Texto de la página —
——

Su plataforma electoral en unos eventuales comicios (¿2024?) sería que
“Venezuela se arregló”. Ya se ejercita anunciando disparates, como el de “la
cosecha de café más grande de la historia”, amén de entretenerse con
banalidades como si en el país no se enfrentasen problemas sumamente graves.
Ante esto la oposición debe tener respuesta.
Es
menester un deslinde claro entre las posibilidades que ofrece la
“normalización” de Maduro y las de un programa económico verosímil, orientado
hacia la competitividad. En primer lugar, es necesario insistir en un marco
institucional que fomente, de verdad, la reactivación productiva. Esto
significa garantías (seguridades) para quien emprenda actividades económicas.
Junto con condiciones creíbles para sostener la estabilidad de precios y de los
agregados macroeconómicos, posibilitan la previsibilidad en los resultados
esperados, elemento base de la confianza.

——

Entradas de datos guardadas:
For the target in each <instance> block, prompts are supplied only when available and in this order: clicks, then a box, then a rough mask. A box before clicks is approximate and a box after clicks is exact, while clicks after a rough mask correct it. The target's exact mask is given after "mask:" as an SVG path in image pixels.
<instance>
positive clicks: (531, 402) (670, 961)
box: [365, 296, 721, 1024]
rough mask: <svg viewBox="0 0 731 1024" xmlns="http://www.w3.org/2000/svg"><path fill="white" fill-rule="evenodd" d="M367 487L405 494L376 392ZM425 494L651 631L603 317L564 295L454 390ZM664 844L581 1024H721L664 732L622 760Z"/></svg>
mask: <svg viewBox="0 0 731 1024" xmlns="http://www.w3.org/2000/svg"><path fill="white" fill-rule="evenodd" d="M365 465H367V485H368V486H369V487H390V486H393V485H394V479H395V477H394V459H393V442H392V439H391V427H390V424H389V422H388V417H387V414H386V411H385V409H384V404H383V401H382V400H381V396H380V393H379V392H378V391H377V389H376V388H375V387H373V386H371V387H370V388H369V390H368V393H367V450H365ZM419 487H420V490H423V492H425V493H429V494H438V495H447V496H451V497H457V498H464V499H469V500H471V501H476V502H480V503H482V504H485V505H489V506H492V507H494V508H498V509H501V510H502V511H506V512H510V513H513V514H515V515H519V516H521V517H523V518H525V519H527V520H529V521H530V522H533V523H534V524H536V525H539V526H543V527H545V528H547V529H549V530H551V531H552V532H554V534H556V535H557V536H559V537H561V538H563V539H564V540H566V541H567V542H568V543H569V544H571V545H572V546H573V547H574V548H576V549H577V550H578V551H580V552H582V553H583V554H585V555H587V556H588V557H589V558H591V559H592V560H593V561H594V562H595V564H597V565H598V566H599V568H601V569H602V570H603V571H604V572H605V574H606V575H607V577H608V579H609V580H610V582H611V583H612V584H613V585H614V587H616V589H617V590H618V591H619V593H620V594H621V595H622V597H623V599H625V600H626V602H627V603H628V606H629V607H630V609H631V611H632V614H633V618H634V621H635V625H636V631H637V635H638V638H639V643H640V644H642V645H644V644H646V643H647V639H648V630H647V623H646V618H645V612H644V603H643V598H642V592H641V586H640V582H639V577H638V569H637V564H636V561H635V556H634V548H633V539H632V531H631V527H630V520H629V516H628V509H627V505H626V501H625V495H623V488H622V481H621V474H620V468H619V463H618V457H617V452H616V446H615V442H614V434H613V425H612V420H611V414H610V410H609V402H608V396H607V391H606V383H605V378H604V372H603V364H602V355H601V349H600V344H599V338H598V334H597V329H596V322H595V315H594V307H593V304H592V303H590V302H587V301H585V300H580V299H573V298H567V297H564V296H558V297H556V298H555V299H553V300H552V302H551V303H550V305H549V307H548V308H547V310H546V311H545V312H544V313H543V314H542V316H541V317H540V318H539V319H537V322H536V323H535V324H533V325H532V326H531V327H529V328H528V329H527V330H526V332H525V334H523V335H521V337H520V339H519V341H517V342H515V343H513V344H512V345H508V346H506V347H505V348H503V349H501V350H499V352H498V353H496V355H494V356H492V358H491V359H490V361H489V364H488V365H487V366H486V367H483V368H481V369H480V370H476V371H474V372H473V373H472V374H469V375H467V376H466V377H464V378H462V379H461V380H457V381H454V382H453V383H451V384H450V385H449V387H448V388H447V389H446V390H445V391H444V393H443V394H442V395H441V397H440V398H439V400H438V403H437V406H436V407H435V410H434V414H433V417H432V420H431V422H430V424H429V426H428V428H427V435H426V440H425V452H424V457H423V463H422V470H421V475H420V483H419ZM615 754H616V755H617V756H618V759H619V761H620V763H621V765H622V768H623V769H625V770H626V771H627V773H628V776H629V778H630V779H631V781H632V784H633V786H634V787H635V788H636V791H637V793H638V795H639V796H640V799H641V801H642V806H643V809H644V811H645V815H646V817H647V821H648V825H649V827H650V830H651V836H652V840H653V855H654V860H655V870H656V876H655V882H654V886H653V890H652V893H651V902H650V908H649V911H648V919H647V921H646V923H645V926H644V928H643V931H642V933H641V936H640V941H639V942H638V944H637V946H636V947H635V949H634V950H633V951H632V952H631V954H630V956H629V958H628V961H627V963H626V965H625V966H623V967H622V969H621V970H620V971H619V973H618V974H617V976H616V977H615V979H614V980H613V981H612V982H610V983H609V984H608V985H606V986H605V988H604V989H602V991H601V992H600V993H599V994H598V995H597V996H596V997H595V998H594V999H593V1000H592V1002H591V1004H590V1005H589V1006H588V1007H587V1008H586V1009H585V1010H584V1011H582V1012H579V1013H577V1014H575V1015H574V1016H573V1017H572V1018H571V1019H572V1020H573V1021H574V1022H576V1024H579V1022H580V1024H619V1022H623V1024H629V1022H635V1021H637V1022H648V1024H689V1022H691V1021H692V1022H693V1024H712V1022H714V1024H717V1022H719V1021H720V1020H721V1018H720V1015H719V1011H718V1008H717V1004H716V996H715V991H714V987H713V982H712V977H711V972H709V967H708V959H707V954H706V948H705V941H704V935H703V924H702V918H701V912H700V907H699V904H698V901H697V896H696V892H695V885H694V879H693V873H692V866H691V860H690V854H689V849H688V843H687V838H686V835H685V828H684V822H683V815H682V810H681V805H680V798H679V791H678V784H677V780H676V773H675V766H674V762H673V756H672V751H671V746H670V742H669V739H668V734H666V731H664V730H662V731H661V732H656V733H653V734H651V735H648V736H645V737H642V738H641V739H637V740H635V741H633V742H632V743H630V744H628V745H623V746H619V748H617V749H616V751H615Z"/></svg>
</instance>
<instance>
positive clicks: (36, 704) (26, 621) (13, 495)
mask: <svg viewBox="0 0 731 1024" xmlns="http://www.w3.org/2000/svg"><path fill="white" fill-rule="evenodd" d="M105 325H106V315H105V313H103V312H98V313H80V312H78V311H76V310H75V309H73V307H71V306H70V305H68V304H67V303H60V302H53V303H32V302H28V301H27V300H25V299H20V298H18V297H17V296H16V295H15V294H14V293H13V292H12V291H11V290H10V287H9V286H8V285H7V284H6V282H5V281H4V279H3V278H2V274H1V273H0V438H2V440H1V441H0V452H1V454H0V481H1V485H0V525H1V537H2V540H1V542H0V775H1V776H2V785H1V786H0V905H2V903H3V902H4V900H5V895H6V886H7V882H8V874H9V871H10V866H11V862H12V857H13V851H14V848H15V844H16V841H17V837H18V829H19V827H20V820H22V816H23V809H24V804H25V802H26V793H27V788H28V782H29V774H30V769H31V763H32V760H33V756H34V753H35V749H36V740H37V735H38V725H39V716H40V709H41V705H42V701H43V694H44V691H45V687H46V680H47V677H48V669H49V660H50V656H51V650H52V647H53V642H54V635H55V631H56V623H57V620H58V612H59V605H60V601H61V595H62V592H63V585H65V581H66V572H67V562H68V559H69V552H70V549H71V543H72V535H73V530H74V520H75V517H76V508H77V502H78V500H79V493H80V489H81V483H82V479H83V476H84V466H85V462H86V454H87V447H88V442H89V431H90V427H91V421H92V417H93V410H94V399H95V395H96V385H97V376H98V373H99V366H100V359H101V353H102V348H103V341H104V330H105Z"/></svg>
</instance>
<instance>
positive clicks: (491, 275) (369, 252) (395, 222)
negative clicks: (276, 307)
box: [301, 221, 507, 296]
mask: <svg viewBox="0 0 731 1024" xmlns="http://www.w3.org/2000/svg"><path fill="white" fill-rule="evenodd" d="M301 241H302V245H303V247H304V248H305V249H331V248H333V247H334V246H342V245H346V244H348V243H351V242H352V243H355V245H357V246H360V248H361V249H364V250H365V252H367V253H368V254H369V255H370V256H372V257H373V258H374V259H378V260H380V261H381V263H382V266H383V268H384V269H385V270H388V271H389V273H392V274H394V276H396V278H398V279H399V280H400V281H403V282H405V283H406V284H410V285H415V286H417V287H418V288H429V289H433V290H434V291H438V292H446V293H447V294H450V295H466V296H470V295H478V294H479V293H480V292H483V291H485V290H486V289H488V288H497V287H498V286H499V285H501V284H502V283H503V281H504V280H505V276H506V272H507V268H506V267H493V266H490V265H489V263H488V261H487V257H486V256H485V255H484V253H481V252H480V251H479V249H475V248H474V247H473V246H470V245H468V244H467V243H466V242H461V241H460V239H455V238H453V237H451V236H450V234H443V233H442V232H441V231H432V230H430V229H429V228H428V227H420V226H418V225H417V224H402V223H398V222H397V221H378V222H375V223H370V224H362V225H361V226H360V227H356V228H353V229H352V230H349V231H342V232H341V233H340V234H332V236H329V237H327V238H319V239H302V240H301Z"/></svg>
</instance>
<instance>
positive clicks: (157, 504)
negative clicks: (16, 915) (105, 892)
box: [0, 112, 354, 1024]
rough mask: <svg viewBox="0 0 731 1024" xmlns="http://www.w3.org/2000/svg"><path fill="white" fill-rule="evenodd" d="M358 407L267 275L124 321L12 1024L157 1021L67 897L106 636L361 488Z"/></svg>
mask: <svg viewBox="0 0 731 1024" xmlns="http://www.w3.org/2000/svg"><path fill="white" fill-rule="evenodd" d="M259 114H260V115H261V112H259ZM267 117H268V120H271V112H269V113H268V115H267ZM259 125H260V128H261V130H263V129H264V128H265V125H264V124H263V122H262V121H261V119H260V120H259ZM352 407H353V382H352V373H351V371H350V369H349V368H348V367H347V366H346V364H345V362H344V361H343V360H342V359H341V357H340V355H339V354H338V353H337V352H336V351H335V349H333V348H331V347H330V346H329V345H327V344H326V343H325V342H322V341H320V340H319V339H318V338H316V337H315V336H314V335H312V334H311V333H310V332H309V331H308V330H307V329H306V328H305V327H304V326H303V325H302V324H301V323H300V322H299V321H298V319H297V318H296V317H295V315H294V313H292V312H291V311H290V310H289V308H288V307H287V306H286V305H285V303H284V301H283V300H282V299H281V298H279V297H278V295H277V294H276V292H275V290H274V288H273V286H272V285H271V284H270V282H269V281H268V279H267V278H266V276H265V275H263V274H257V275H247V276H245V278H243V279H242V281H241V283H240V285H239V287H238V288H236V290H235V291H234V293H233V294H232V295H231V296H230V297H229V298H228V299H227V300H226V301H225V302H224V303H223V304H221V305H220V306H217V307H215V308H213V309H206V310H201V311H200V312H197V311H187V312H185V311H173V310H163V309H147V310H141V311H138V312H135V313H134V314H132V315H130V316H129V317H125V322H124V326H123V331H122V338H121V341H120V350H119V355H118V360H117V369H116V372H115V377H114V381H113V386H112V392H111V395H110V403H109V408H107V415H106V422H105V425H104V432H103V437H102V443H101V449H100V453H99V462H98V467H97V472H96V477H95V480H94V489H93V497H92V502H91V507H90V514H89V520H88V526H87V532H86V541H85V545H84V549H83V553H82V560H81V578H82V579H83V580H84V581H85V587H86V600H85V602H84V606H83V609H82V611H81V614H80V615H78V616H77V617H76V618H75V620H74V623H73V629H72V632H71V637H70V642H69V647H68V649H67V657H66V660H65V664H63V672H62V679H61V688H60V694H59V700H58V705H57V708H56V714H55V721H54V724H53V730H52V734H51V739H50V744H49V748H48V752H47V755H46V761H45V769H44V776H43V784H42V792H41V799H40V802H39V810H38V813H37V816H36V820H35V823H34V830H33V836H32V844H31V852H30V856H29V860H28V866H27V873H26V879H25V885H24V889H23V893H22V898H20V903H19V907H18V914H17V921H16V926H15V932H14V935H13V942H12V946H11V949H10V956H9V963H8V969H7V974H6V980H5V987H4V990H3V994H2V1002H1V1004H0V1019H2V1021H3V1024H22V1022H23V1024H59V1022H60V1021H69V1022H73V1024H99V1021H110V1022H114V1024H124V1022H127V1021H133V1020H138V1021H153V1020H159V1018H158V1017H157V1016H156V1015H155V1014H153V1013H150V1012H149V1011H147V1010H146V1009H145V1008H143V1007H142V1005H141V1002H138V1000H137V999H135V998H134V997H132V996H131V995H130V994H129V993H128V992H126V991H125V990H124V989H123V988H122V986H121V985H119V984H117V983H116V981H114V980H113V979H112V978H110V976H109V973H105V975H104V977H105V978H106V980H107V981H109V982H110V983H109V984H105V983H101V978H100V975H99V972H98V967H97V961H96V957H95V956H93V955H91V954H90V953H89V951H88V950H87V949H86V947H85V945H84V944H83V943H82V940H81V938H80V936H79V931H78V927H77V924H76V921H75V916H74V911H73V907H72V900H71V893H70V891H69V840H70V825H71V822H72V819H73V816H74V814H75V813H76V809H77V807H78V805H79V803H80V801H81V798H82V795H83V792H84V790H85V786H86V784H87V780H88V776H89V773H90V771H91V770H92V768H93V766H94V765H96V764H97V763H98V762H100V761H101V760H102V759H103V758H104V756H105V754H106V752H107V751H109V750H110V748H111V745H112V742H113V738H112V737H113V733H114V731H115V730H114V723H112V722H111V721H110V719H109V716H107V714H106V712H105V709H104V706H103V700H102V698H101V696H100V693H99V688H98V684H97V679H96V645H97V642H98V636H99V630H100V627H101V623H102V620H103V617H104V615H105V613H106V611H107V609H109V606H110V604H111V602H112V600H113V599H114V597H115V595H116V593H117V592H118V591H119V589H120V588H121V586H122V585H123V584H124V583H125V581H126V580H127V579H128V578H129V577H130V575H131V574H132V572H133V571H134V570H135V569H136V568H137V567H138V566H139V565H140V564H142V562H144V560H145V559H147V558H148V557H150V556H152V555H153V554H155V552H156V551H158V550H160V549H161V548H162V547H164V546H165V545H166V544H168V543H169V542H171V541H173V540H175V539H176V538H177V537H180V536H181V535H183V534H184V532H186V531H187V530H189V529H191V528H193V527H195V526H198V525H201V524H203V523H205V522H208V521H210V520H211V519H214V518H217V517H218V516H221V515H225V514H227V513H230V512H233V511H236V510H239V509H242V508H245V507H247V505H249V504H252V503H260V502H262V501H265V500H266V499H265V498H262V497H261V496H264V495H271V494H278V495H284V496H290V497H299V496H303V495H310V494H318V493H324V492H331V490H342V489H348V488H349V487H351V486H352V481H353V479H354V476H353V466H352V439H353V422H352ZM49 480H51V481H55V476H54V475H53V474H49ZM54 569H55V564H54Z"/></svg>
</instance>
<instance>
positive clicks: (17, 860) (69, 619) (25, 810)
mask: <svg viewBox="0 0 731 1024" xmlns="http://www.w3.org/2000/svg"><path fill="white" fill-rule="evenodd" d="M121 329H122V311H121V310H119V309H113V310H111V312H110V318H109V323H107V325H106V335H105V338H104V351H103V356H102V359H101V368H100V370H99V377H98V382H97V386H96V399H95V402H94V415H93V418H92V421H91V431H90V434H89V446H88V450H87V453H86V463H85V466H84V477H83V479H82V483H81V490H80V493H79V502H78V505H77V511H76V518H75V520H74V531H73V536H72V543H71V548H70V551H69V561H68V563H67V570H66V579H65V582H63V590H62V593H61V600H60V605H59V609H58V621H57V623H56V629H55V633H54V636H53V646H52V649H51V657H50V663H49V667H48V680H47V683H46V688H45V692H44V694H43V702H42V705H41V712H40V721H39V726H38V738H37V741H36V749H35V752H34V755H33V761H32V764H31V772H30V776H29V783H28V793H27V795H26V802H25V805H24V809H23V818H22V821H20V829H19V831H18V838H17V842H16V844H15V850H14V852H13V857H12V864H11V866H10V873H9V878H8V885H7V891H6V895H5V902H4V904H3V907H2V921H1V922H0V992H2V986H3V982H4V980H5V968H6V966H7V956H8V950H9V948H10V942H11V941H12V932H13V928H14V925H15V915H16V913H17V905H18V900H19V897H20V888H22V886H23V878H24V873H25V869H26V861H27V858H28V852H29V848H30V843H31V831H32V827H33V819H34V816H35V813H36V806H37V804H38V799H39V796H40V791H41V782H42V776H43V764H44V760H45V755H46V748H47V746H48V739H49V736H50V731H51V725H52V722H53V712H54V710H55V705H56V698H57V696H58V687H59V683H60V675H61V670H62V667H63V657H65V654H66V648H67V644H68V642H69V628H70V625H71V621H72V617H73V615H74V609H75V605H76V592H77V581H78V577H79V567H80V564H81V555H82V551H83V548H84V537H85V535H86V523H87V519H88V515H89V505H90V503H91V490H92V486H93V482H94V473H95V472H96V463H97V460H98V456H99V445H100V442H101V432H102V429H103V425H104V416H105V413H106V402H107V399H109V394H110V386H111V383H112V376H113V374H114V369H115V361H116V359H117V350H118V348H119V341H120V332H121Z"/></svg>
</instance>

——

Instrucciones de trabajo —
a: Copia el fragmento del texto de la página desde "Su plataforma electoral" hasta "debe tener respuesta.", ambos incluidos, y cambia "disparates" por "absurdos".
b: Convierte en una lista el párrafo del texto de la página que comienza con "Es menester un deslinde claro" y conserva sus datos principales.

Resultados por tarea —
a:
Su plataforma electoral en unos eventuales comicios (¿2024?) sería que
“Venezuela se arregló”. Ya se ejercita anunciando absurdos, como el de “la
cosecha de café más grande de la historia”, amén de entretenerse con
banalidades como si en el país no se enfrentasen problemas sumamente graves.
Ante esto la oposición debe tener respuesta.

b:
- Hace falta distinguir con claridad entre lo que ofrece la "normalización" de Maduro y un programa económico verosímil orientado hacia la competitividad.
- En primer lugar, se necesita un marco institucional que fomente de verdad la reactivación productiva.
- Eso significa garantías (seguridades) para quien emprenda actividades económicas.
- Junto con condiciones creíbles para sostener la estabilidad de precios y de los agregados macroeconómicos, esas garantías hacen previsibles los resultados esperados, que son la base de la confianza.